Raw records
══════════════════════════════
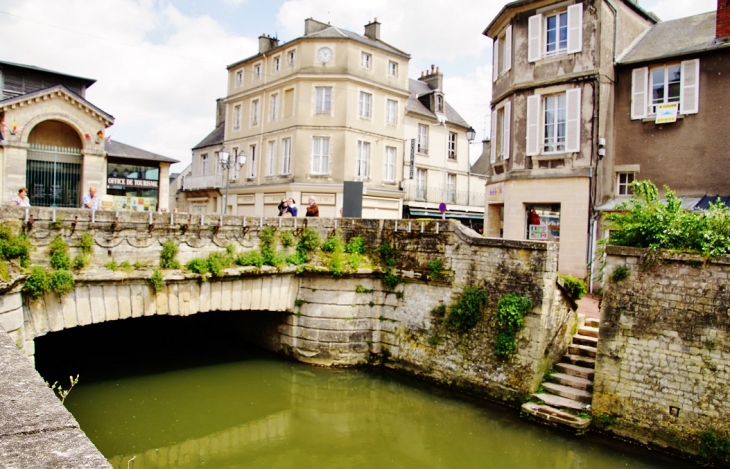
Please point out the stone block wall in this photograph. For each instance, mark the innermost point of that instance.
(663, 363)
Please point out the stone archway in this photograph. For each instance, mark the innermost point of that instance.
(53, 169)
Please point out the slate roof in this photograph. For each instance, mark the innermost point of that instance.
(418, 89)
(122, 150)
(213, 138)
(675, 38)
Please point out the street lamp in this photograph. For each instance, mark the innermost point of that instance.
(224, 159)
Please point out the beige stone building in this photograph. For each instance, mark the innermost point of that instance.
(52, 141)
(328, 107)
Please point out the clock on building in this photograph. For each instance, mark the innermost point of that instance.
(324, 54)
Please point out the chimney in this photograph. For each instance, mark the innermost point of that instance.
(722, 23)
(433, 78)
(313, 26)
(267, 43)
(372, 30)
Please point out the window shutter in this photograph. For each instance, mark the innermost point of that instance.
(689, 94)
(575, 28)
(639, 86)
(493, 146)
(534, 38)
(533, 125)
(572, 122)
(508, 49)
(505, 127)
(495, 59)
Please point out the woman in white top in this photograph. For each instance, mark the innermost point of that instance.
(21, 200)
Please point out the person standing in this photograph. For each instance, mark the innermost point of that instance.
(312, 208)
(21, 200)
(90, 200)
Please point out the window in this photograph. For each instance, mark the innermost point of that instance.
(555, 33)
(255, 112)
(501, 133)
(320, 155)
(422, 139)
(502, 54)
(451, 188)
(289, 103)
(420, 183)
(237, 117)
(204, 164)
(553, 123)
(392, 68)
(673, 83)
(274, 107)
(252, 162)
(391, 112)
(623, 186)
(389, 169)
(271, 159)
(323, 99)
(286, 156)
(452, 146)
(365, 100)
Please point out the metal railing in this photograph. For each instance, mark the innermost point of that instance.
(208, 181)
(443, 194)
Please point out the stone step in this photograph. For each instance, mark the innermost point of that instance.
(568, 392)
(579, 360)
(561, 402)
(575, 370)
(584, 350)
(573, 381)
(554, 417)
(585, 340)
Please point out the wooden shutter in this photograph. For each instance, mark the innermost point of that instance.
(506, 129)
(493, 146)
(639, 87)
(534, 38)
(507, 60)
(533, 125)
(575, 28)
(689, 94)
(572, 121)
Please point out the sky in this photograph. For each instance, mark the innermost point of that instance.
(161, 64)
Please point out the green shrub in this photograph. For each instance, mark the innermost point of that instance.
(62, 282)
(576, 287)
(466, 311)
(37, 283)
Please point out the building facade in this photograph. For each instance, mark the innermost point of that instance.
(52, 141)
(328, 107)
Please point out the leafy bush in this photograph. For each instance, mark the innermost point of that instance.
(647, 222)
(168, 256)
(466, 311)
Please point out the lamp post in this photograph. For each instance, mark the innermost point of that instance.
(224, 159)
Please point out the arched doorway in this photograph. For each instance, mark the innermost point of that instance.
(53, 171)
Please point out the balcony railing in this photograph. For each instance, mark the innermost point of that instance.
(208, 181)
(442, 194)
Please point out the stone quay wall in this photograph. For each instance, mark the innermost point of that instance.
(663, 362)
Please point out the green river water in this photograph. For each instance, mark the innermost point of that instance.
(214, 403)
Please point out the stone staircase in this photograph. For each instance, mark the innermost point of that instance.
(569, 391)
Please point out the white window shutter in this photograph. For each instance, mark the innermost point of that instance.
(534, 38)
(639, 90)
(505, 126)
(533, 125)
(572, 122)
(495, 59)
(575, 28)
(507, 60)
(493, 146)
(689, 94)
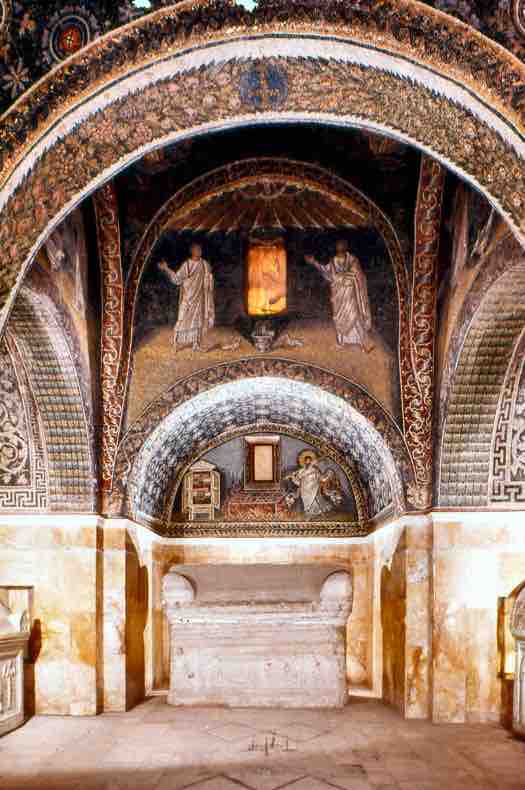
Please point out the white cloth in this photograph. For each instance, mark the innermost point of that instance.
(349, 297)
(308, 480)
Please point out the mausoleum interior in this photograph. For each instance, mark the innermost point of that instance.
(262, 394)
══════════════════════════════
**Do this**: Leave the images out and output the remaining material exactly as it stands.

**Task result**:
Please point out the stone block wall in this photograph. For each instance, mark the innermost point of that instance.
(663, 363)
Please point out the stone archway in this photograph. For each instance, mark the innermost point of that instance.
(53, 169)
Please point out the slate roof in this photograph. For each instance, mark the innermost point of that instance.
(418, 89)
(122, 150)
(213, 138)
(675, 38)
Please point out the street lamp in this photograph. For each instance, mark the innermost point of that instance.
(224, 159)
Please point out the beige stone building in this photograph. For each instance, mark the innermost point of that instance.
(52, 141)
(328, 107)
Please point out the clock on building in this photograph. For each instance, mark the innermost point of that instance.
(324, 54)
Please point out the chimney in this photograph. For each instance, mark the innermost point of that instance.
(722, 23)
(433, 78)
(313, 26)
(267, 43)
(372, 30)
Please point out the window shutter in this photograph. For each instance, mark the innermost point of that instance.
(689, 94)
(575, 28)
(639, 86)
(493, 146)
(534, 38)
(533, 125)
(572, 122)
(508, 49)
(505, 127)
(495, 59)
Please point out the woman in white top in this photograph. For each instance, mark the innermost point of that instance.
(21, 200)
Please point out the person standing in this photograph. For each instance, mark the innermost point of that instance.
(312, 208)
(21, 200)
(90, 200)
Please point out the window in this photograph. For each instance, mark the innermost point of that instance.
(555, 33)
(255, 112)
(501, 133)
(320, 155)
(422, 139)
(502, 54)
(451, 188)
(289, 103)
(420, 183)
(237, 117)
(204, 164)
(553, 123)
(392, 68)
(673, 83)
(274, 107)
(252, 162)
(391, 112)
(623, 186)
(389, 169)
(271, 159)
(323, 99)
(286, 156)
(452, 146)
(365, 100)
Please point out the metal railing in this photograph. For each instance, mark the innermost point of that instance.
(208, 181)
(443, 194)
Please point out the stone step in this photograph. For each instance, mark the innermost point of that instance.
(568, 392)
(579, 360)
(561, 402)
(575, 370)
(584, 350)
(573, 381)
(554, 417)
(585, 340)
Please point out the wooden shutter in this photograph. For each instance, mark the innermost point of that instance.
(506, 129)
(493, 146)
(639, 87)
(534, 38)
(507, 60)
(533, 125)
(575, 28)
(689, 94)
(572, 121)
Please point out the sky in this photograph. For each instance, mark the innermost point of that instance.
(161, 64)
Please point out the green shrub in this photograph. For each instance, mark the innermost point of that instance.
(62, 282)
(576, 287)
(466, 311)
(37, 283)
Please point out the building facade in this photograph. For each instance, mark the innermost point of that instance.
(52, 141)
(328, 107)
Please point out the leafy bush in this photograph. For each instance, mark the innermost point of that instance.
(647, 222)
(168, 256)
(466, 311)
Please point out the lamp post in this photograph. For each instance, mark the innermost point of that instance.
(224, 159)
Please point out the arched doorway in this photograph. For each instance, mark the innermost point of that instance.
(53, 171)
Please point out the balcony railing in this photograph. For each instance, mark the innermost point of that instance.
(208, 181)
(442, 194)
Please point out the stone quay wall in this photograph. For each instance, mark the innermost point of that instance.
(663, 362)
Please point out the green river water in this photograph. For each instance, mark the innermost point of that instance.
(214, 403)
Please point out the stone staircase in this photograph. For each instance, mark the innermost point of that instance.
(569, 391)
Please point out the white window shutter in this photograph. For each instance, mark the innermost point of that instance.
(534, 38)
(639, 90)
(505, 126)
(533, 125)
(572, 122)
(495, 59)
(575, 28)
(507, 60)
(493, 146)
(689, 94)
Please point out the white cloth in this photograph. For each instance, mark the innermost point of that instance.
(349, 297)
(308, 480)
Please point out the mausoleum interior in this photograph. For each instance, mark the innermost point of that instance.
(262, 394)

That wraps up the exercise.